▶ **Trecho fornecido**:
========================

BOITEMPO - "Notícias de Clã"
por Meire Oliveira Silva


1 - Itabira: retrato de uma sociedade patriarcal


Boitempo é um livro todo dedicado à memória da infância e da juventude drummondiana em Itabira. Ele traz à tona toda a realidade de uma sociedade que vivia a mercê dos grandes coronéis ("Notícias de Clã"), seus ritos religiosos ("Vida Paroquial"), a vida dedicada à fazenda e à cultura agropecuária ("Bota e Espora") e como se portavam as "Relações Humanas" nessa economia, com seus usos e costumes nessa cidade provinciana. Segundo José Guilherme Merquior, o título Boitempo remete ao "sentido do tempo vivido associado à fazenda e à cidadezinha rural". E o tom lírico e nostálgico que Drummond utiliza nesses versos que constituem toda a estrutura do livro é de um homem que não está mais ligado à terra e sim à vida nas repartições públicas, sendo somente um "fazendeiro do ar".
A obra de Drummond, principalmente em Boitempo, é um dos raros testemunhos, em poesia, das relações humanas e econômicas, no que estas últimas refletem na desintegração do conceito de família no plano sócio-econômico e como isso repercute na formação psicológica individual. Retratar todos os fatos acontecidos na infância, como os jogos sexuais e o erotismo ("O banho"), o medo dos empregados ("O diabo na escada"), do pai ("O Banco que serve a meu pai") e também sua relação com a morte ("Os chamados"), sempre tão próxima, não seria uma espécie de catarse através da poesia?

========================

(Itens do conjunto de dados de apontamento)
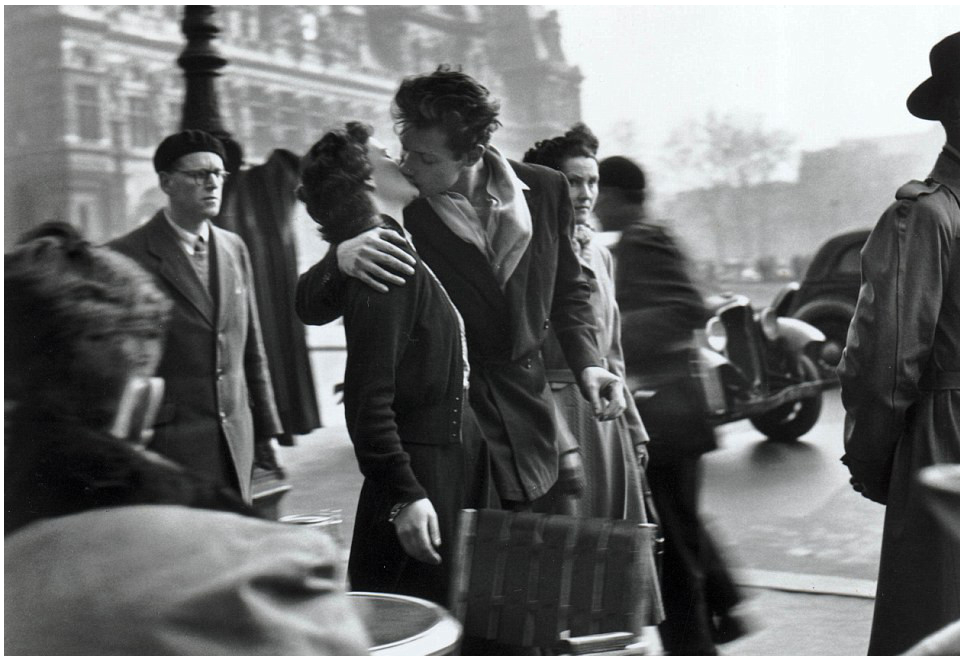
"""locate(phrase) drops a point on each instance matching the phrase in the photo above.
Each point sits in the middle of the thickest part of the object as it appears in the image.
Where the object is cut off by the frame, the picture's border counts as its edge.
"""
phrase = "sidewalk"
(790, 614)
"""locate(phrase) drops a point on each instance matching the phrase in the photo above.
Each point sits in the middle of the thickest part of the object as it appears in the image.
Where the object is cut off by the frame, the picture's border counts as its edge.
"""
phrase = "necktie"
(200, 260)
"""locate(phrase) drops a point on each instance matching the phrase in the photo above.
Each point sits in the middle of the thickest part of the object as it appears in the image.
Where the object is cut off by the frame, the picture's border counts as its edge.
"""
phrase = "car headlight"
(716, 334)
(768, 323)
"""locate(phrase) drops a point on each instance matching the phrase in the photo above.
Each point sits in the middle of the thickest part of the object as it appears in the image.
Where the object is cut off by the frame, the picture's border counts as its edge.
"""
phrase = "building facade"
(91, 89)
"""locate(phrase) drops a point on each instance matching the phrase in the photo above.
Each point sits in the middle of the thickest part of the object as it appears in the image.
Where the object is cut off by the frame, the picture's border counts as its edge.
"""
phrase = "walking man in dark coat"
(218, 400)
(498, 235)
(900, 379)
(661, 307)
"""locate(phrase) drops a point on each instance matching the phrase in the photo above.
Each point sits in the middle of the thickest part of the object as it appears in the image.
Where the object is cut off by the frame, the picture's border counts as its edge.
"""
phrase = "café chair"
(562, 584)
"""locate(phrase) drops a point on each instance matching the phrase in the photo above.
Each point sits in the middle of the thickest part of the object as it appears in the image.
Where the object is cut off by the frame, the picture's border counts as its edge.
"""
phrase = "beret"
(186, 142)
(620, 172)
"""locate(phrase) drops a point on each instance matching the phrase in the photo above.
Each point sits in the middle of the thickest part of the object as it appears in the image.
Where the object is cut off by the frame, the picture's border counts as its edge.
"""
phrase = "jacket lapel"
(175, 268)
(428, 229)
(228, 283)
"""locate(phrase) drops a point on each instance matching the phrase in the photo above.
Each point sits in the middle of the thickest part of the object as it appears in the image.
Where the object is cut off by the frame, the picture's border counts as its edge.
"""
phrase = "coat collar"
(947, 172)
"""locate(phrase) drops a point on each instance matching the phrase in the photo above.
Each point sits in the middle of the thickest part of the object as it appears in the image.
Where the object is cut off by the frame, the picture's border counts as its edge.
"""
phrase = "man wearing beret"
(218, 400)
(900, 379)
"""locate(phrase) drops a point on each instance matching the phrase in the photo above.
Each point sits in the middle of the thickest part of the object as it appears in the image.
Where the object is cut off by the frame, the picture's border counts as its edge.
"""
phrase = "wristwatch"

========================

▶ **Tarefa A**: Segundo José Guilherme Merquior, citado no trecho sobre Boitempo, a que remete o título do livro?
▶ **Tarefa B**: Prolongue o trecho sobre Boitempo a partir da última frase apresentada.

▶ **Resposta A**: Ao "sentido do tempo vivido associado à fazenda e à cidadezinha rural".

▶ **Resposta B**:
Descendendo de um clã familiar ligado à terra, inicialmente pela mineração e, logo a seguir, através da pecuária e agricultura, Drummond acabou sendo o fim de uma linhagem de mineradores e fazendeiros: "Tive ouro, tive gado, tive fazendas/hoje sou funcionário público." (Confidências do itabirano). Criado aos arredores da "casa grande", com os escravos e sob as ordens de um pai "todo-poderoso", homem típico das sociedades patriarcais, o menino, no seu "desajuste de gauche" se transfere, quando adulto, para uma realidade totalmente diferente daquela; em meio a edifícios que, ao invés de o sufocarem, o livram da rígida estrutura patriarcal em que vivia.

Boitempo

O poema "(In) Memória" serve como prefácio a todo o Boitempo condensando toda a temática que lida o livro num "resumo de existido". O livro divide-se em "Caminhar de Costas"; "Vida Paroquial"; "Morar"; Bota e Espora"; "Notícias de Clã"; "Um"; "Percepções"; "Relações Humanas".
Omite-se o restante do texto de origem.